Work to complete: Render the data from the line containing "parsley and report the position of each." through the end of the data as a Markdown table with the columns Row and Line, numbering each row and omitting blank lines.

(Image point annotation entries)
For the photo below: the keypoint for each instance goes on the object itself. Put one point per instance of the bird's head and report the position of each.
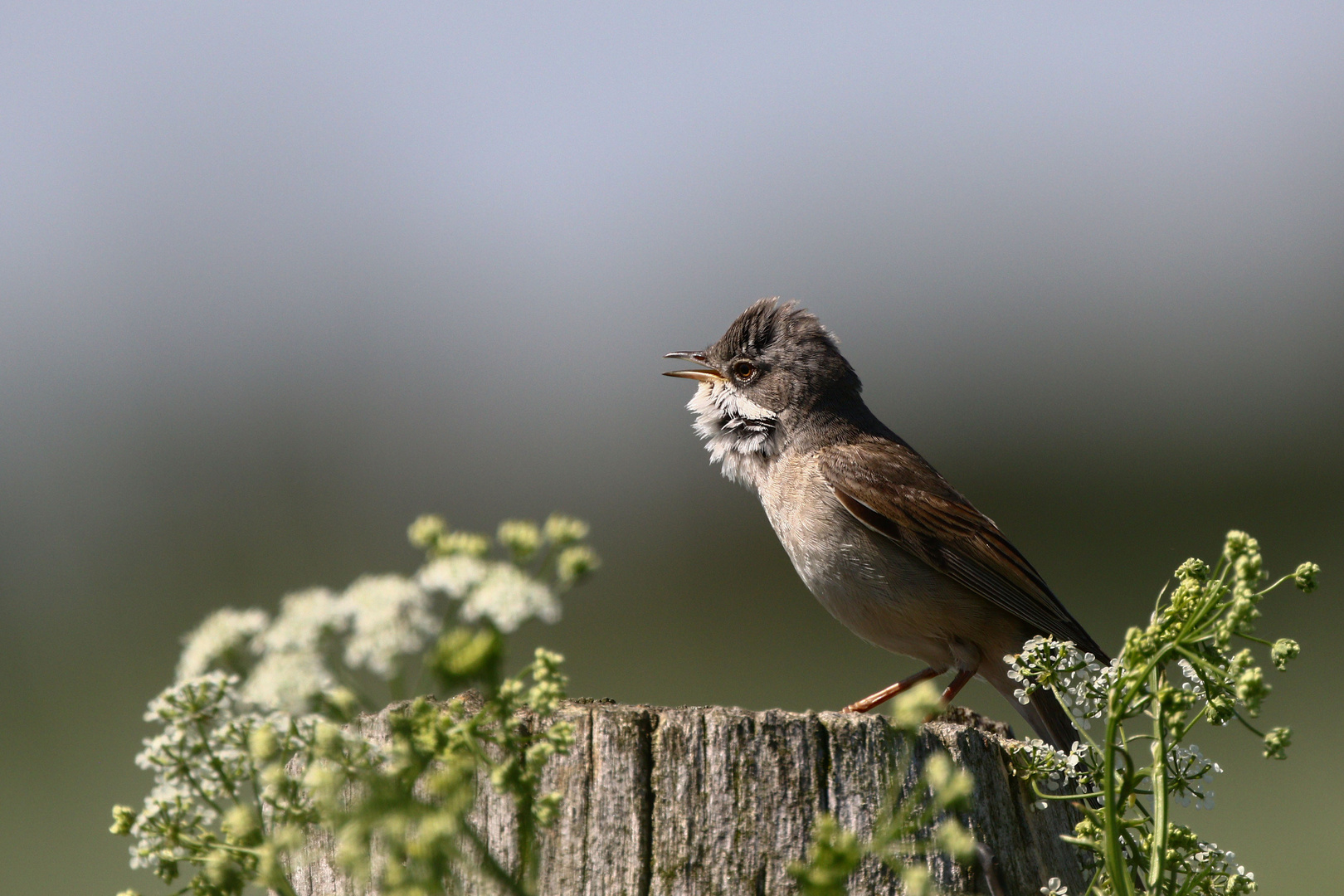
(762, 382)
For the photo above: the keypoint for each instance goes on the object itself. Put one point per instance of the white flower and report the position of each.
(390, 616)
(219, 641)
(304, 620)
(288, 680)
(453, 575)
(509, 598)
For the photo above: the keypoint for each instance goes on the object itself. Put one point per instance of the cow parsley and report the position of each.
(253, 747)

The answer:
| Row | Line |
|---|---|
| 1 | For the photo above: the keypoint for each instance goes on the object itself. Put one point per instance of the cow parsley and report the position of each. |
| 2 | (253, 747) |